● Provided passage:

§ §

37 Markov chains
Markov chain
In the standard litrature on Markov chains, the state is denoted by \(X_t\) and the PMF of the state is denoted by \(π_t\). In these notes, we use \(S_t\) to denote the state (as we have done in the rest of the notes) and \(ξ_t\) to denote the PMF (to avoid overloading the notation of \(π_t\) for policy).
Some of the Markov chain literature distinguishes between using \(n\) to denote time for discrete-time Markov chain while using \(t\) to denote the time for a continuous-time Markov chain. We use \(t\) to be consistent with the notation in the rest of the notes. However, we assume that time starts at \(t=0\) rather than \(t=1\).
Let \(\ALPHABET S\) be a finite set. A stochastic process \(\{S_t\}_{t \ge 0}\), \(S_t \in \ALPHABET S\), is called a Markov chain if it satisfies the Markov property: for any \(t \in \integers_{\ge 0}\) and \(s_{1:t+1} \in \ALPHABET S^{t+1}\), we have \[\begin{equation}\label{eq:Markov} \PR(S_{t+1} = s_{t+1} \mid S_{1:t} = s_{1:t}) = \PR(S_{t+1} = s_{t+1} \mid S_t = s_t). \end{equation}\]
If is often convenient to assume that \(\ALPHABET S = \{1,\dots, n\}\). We can define an \(n \times n\) transition probability matrix \(P_t\) given by \([P_t]_{ij} = \PR(S_{t+1} = j \mid S_t = i)\). Then, all the probabilistic properties of the Markov chain is described by the transition matrices \((P_0, P_1, \dots)\).

§ §

[Saved entries]
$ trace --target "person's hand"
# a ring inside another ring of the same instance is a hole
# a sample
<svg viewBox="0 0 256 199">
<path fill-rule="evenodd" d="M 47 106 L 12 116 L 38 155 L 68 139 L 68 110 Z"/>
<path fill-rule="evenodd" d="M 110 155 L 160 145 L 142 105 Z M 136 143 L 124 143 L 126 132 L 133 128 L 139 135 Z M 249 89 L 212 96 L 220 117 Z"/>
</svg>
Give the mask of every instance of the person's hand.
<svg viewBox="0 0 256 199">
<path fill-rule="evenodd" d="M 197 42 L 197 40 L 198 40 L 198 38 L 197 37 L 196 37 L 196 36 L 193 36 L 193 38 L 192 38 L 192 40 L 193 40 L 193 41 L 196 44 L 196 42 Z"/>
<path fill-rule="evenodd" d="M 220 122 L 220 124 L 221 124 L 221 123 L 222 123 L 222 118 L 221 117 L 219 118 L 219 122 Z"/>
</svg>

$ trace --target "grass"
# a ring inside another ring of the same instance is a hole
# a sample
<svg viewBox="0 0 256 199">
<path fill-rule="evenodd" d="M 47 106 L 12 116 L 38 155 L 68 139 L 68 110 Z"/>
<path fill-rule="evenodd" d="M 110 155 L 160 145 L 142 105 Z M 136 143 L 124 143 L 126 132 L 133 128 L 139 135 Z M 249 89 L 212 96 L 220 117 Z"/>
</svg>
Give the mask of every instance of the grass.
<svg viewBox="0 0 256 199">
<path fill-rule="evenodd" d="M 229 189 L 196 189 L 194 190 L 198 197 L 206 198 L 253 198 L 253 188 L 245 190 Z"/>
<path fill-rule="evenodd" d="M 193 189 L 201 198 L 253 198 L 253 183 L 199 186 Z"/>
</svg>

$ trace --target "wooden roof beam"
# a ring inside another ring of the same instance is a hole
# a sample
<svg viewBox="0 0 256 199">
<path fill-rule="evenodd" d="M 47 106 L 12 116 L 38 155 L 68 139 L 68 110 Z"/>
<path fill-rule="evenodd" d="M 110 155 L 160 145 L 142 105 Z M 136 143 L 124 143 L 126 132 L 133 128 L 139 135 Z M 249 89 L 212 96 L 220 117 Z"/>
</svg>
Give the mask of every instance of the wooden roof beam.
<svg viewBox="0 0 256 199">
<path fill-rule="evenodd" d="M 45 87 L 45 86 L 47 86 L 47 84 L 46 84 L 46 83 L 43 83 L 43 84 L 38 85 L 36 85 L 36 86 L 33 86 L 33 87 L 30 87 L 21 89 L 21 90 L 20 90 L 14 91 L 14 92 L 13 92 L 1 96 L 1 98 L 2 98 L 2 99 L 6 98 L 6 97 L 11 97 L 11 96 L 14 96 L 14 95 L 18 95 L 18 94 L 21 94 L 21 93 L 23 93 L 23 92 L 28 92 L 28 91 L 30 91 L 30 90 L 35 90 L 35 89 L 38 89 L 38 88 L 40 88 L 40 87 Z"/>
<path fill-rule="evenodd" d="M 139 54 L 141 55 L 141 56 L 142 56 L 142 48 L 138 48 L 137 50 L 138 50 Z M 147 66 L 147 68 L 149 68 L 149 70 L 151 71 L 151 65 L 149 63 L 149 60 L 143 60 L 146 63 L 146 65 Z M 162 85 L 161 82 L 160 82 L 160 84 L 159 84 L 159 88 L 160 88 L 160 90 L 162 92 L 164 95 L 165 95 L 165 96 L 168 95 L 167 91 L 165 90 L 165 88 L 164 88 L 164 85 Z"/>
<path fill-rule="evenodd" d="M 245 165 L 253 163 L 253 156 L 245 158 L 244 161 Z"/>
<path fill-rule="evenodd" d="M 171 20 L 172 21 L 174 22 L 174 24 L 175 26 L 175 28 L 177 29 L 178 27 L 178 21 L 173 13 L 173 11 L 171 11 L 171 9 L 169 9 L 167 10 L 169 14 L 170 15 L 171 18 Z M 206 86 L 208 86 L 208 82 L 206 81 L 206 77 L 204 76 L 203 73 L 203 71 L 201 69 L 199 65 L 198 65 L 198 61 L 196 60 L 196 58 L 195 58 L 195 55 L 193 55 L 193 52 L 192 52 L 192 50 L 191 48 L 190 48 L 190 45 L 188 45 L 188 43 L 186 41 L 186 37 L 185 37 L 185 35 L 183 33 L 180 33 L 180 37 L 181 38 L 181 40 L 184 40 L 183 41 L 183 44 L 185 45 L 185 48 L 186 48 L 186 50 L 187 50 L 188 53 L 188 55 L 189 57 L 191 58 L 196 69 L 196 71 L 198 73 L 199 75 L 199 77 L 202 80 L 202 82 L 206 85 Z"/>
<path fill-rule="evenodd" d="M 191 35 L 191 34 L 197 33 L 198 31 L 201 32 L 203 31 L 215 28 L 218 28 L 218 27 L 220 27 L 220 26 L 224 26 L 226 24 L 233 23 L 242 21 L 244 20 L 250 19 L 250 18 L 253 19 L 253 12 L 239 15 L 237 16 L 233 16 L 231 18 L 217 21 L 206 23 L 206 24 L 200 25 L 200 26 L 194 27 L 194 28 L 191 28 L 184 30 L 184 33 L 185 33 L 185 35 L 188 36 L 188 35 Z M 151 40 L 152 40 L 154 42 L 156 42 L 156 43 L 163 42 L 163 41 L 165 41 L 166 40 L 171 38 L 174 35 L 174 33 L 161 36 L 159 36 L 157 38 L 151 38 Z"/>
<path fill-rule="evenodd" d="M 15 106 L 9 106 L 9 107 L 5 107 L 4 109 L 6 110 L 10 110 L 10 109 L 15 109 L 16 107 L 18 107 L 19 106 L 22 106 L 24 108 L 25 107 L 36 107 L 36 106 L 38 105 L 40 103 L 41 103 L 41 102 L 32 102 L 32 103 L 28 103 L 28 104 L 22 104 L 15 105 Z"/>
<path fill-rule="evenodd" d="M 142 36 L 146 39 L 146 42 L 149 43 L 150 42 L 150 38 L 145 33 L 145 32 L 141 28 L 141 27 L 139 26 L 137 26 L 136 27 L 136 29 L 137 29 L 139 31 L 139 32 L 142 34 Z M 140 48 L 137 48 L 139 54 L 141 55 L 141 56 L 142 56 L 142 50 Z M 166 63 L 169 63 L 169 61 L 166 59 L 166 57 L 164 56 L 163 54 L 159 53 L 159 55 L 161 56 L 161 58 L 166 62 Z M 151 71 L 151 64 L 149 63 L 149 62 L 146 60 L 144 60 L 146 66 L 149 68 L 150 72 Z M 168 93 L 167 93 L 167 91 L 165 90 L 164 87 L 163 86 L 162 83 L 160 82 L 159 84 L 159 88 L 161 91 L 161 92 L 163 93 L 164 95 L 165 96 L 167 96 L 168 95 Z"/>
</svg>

§ §

● To be done:
A - In the Markov chain notes, at what value of t does time start?
B - Express the listing, from its first line up to and including the line that contains "197 42 L 197", as a Markdown table with columns No. and Line, omitting blank lines.

● Responses to the exercise:
A - Time starts at t = 0 rather than t = 1.

B -
| No. | Line |
|---|---|
| 1 | $ trace --target "person's hand" |
| 2 | # a ring inside another ring of the same instance is a hole |
| 3 | # a sample |
| 4 | <svg viewBox="0 0 256 199"> |
| 5 | <path fill-rule="evenodd" d="M 47 106 L 12 116 L 38 155 L 68 139 L 68 110 Z"/> |
| 6 | <path fill-rule="evenodd" d="M 110 155 L 160 145 L 142 105 Z M 136 143 L 124 143 L 126 132 L 133 128 L 139 135 Z M 249 89 L 212 96 L 220 117 Z"/> |
| 7 | </svg> |
| 8 | Give the mask of every instance of the person's hand. |
| 9 | <svg viewBox="0 0 256 199"> |
| 10 | <path fill-rule="evenodd" d="M 197 42 L 197 40 L 198 40 L 198 38 L 197 37 L 196 37 L 196 36 L 193 36 L 193 38 L 192 38 L 192 40 L 193 40 L 193 41 L 196 44 L 196 42 Z"/> |